* **Available records**
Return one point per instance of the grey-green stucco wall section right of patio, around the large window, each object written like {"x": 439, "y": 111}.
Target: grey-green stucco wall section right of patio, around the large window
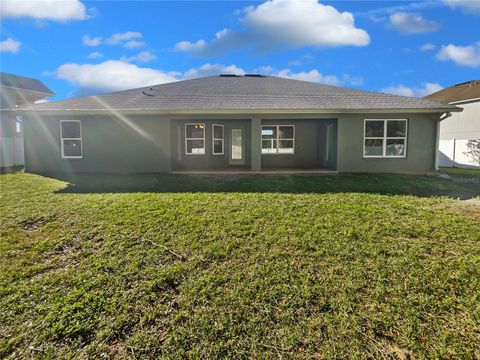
{"x": 421, "y": 144}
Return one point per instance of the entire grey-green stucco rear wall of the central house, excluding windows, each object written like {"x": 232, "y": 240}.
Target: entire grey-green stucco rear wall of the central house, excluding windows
{"x": 146, "y": 143}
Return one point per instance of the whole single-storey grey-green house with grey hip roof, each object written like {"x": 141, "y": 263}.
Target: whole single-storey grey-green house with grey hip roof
{"x": 234, "y": 123}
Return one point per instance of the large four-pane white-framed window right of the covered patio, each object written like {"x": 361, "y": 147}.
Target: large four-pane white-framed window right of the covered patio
{"x": 385, "y": 138}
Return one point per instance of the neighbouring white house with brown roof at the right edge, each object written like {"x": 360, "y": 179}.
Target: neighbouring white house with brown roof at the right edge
{"x": 460, "y": 133}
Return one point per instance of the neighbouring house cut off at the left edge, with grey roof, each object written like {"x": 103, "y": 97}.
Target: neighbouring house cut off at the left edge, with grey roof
{"x": 16, "y": 91}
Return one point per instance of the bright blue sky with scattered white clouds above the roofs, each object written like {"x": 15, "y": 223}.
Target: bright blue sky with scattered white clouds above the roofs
{"x": 86, "y": 47}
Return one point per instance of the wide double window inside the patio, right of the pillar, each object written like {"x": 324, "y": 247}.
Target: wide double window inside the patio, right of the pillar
{"x": 278, "y": 139}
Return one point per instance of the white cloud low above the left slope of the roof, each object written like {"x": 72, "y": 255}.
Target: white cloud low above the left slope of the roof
{"x": 112, "y": 75}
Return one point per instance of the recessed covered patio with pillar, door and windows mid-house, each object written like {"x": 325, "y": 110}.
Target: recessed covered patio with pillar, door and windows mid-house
{"x": 253, "y": 145}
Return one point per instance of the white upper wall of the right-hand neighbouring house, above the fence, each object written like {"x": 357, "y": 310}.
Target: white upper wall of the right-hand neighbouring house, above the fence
{"x": 464, "y": 125}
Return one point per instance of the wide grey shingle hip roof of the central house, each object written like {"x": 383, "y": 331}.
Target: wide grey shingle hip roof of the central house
{"x": 242, "y": 93}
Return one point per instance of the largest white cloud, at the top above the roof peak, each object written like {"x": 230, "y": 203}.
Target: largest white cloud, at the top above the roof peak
{"x": 286, "y": 23}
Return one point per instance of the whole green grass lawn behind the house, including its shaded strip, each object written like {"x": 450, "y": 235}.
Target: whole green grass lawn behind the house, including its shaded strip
{"x": 347, "y": 266}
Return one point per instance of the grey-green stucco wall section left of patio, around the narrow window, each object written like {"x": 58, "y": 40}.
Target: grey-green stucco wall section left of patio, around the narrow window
{"x": 111, "y": 144}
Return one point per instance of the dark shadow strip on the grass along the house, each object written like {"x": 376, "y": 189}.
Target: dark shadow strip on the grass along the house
{"x": 392, "y": 184}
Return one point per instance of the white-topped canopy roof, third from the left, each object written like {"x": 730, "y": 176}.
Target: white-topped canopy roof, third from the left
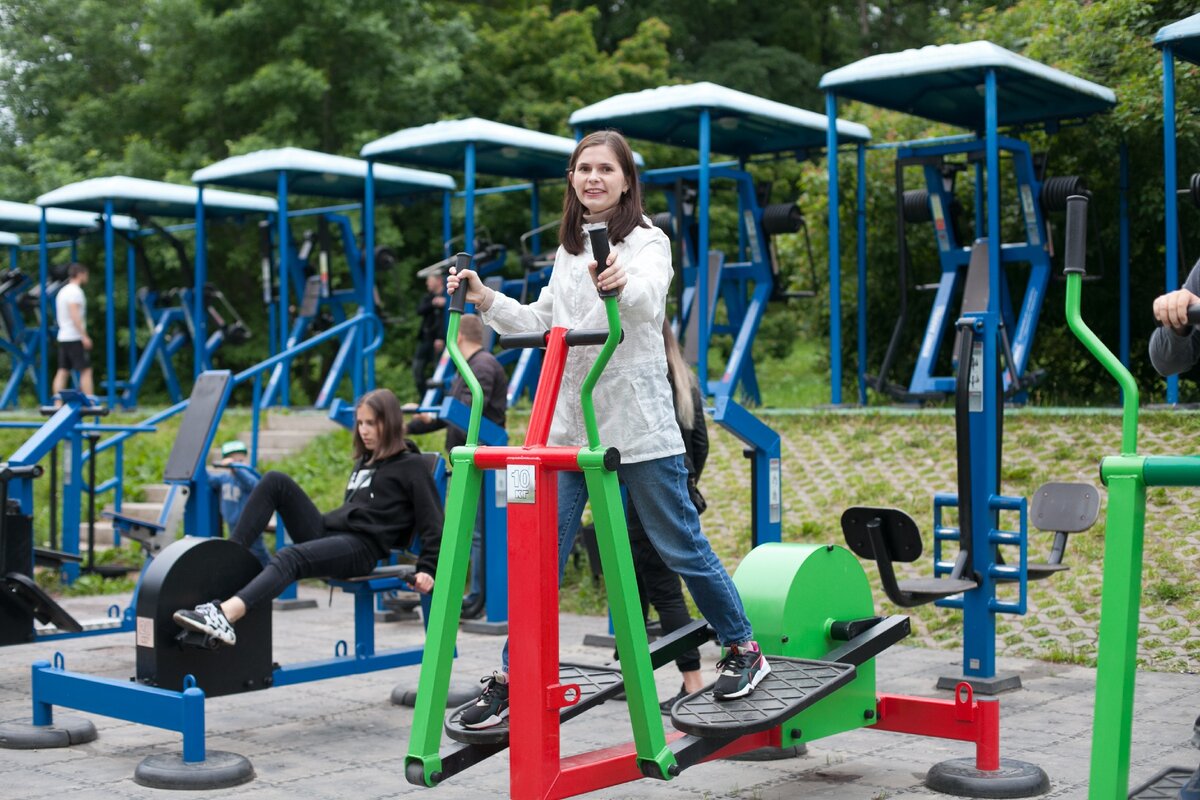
{"x": 317, "y": 173}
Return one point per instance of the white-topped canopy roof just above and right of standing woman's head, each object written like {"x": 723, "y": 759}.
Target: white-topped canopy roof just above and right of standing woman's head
{"x": 664, "y": 115}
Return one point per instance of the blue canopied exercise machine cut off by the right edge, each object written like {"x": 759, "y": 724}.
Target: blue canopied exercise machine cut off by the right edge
{"x": 1178, "y": 41}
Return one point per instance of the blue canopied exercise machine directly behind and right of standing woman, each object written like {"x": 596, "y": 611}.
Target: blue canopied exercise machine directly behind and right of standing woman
{"x": 715, "y": 119}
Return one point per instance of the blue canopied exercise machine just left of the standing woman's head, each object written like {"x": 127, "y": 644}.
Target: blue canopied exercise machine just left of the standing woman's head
{"x": 476, "y": 148}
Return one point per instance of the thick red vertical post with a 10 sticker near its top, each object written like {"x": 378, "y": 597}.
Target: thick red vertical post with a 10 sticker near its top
{"x": 533, "y": 628}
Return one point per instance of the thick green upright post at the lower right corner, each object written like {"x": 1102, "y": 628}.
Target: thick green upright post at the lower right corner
{"x": 1118, "y": 661}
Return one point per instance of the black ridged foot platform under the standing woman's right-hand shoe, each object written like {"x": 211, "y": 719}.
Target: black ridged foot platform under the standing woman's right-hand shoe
{"x": 793, "y": 685}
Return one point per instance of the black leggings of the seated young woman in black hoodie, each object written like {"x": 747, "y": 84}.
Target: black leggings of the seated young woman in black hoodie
{"x": 315, "y": 551}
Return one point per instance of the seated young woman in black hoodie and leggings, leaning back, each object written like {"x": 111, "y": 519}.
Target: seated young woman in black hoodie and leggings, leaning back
{"x": 391, "y": 498}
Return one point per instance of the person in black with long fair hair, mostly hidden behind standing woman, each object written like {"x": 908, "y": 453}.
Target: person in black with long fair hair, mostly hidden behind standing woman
{"x": 657, "y": 585}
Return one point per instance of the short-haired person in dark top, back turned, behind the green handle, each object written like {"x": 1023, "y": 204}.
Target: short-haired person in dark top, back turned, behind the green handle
{"x": 495, "y": 384}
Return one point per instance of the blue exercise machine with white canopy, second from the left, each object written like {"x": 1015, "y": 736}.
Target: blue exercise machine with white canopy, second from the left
{"x": 147, "y": 200}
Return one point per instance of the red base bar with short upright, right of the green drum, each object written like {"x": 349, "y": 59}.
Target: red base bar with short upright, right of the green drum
{"x": 963, "y": 719}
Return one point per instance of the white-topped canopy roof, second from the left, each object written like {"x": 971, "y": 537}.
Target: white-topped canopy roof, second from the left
{"x": 140, "y": 196}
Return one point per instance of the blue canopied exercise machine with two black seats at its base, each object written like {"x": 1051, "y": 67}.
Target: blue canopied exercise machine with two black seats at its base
{"x": 943, "y": 85}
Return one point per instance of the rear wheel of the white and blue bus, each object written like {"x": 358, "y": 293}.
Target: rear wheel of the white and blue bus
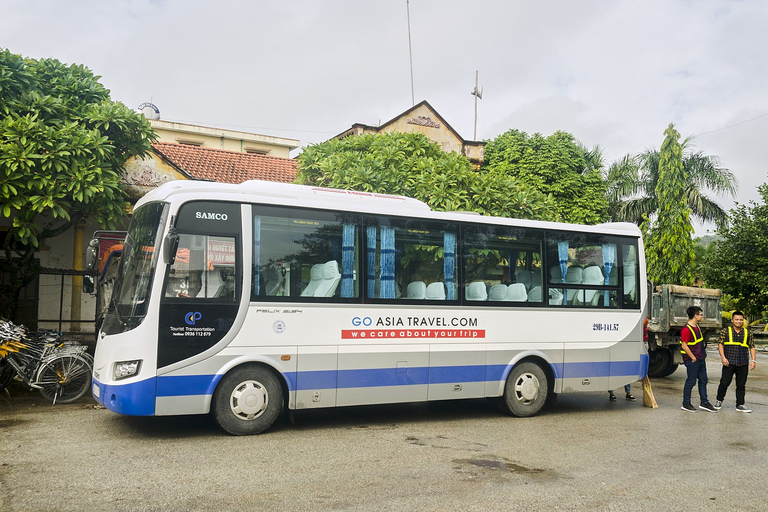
{"x": 526, "y": 390}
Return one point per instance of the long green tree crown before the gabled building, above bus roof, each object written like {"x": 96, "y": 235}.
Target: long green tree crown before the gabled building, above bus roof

* **Work to be completed**
Please copy out every line in the listing that has the string "tree".

* **Task output**
Return one point per instance of the long green tree crown before the gabled building, above bus roof, each object written like {"x": 96, "y": 235}.
Target: long green tree crown before the gabled building, above bus roof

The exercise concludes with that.